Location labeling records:
==================================================
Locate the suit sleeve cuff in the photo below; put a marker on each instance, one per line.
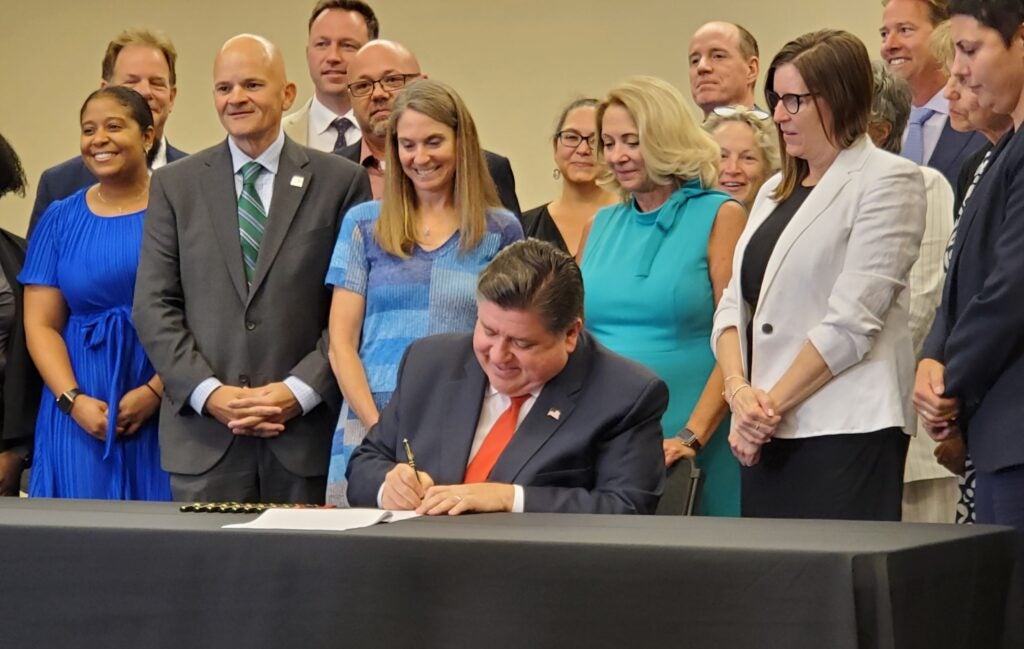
(202, 392)
(306, 396)
(518, 499)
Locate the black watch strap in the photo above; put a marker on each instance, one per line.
(67, 400)
(689, 439)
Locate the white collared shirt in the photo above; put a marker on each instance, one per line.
(321, 134)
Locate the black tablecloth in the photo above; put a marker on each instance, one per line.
(132, 574)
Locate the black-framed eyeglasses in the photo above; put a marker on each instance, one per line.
(572, 139)
(791, 101)
(729, 111)
(363, 87)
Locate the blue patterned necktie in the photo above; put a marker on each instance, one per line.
(913, 147)
(341, 125)
(252, 217)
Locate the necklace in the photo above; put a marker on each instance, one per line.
(130, 201)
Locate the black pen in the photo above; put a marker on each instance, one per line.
(411, 458)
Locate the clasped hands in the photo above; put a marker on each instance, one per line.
(258, 412)
(938, 413)
(406, 488)
(755, 419)
(135, 406)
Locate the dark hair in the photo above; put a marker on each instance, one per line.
(572, 105)
(155, 40)
(534, 275)
(11, 172)
(1005, 16)
(837, 70)
(138, 110)
(364, 9)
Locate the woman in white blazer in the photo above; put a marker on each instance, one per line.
(812, 332)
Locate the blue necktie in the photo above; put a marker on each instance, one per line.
(913, 146)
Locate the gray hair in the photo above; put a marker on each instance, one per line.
(890, 103)
(534, 275)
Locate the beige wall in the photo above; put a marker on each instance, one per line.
(513, 61)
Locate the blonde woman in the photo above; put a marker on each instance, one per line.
(750, 149)
(406, 266)
(654, 264)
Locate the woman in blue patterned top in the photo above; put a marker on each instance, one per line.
(406, 266)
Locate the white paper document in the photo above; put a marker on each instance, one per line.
(323, 520)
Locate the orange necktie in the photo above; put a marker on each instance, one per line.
(499, 436)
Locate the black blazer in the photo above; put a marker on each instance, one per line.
(591, 443)
(67, 178)
(951, 149)
(499, 166)
(22, 385)
(978, 331)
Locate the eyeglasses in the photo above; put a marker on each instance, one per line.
(389, 84)
(792, 102)
(571, 139)
(728, 111)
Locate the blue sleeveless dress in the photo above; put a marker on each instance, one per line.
(648, 297)
(92, 260)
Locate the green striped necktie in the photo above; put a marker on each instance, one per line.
(252, 217)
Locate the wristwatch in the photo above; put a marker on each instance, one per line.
(689, 439)
(67, 400)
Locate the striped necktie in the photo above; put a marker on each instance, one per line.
(252, 217)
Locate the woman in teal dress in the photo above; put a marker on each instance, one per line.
(96, 430)
(655, 265)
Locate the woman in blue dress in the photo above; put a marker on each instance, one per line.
(655, 264)
(406, 266)
(95, 433)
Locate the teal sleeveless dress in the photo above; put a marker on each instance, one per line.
(648, 297)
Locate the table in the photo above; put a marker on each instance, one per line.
(81, 573)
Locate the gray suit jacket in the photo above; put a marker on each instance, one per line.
(197, 318)
(592, 442)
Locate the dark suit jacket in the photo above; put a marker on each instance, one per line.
(951, 149)
(601, 455)
(197, 318)
(978, 331)
(20, 382)
(499, 166)
(67, 178)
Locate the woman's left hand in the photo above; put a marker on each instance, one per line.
(675, 450)
(134, 407)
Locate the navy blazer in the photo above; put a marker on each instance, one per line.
(591, 443)
(952, 148)
(978, 331)
(499, 166)
(67, 178)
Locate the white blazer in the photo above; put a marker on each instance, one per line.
(837, 277)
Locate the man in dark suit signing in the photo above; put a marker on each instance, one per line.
(229, 298)
(527, 414)
(376, 76)
(142, 60)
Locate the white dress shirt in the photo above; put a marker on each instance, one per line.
(269, 159)
(321, 134)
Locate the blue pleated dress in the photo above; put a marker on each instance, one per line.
(92, 260)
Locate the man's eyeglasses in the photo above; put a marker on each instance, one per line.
(571, 139)
(363, 87)
(728, 111)
(792, 102)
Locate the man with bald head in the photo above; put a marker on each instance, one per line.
(724, 65)
(229, 297)
(377, 75)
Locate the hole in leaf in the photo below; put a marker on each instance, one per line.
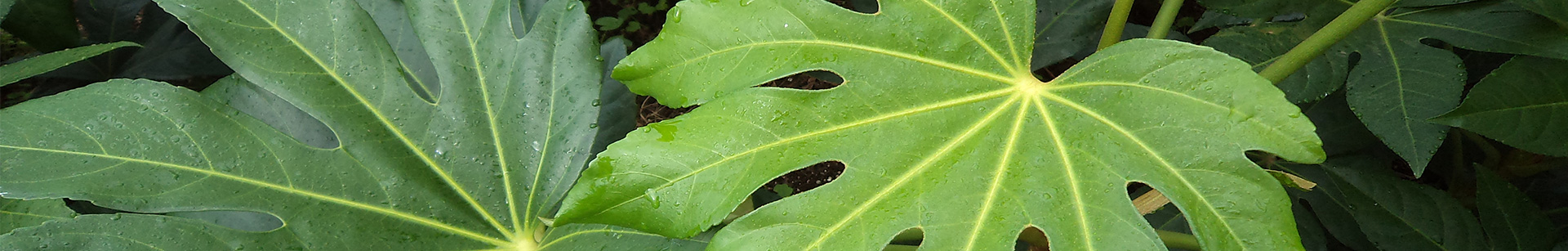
==================================================
= Given instruction =
Pull out every line of the records above that contains the string "below". Case must match.

= Output for this task =
Locate the suit sleeve cuff in the photo below; put a marker on each instance, one per line.
Locate the hole in leaf in the photo below; put a marker on each instance, one per line.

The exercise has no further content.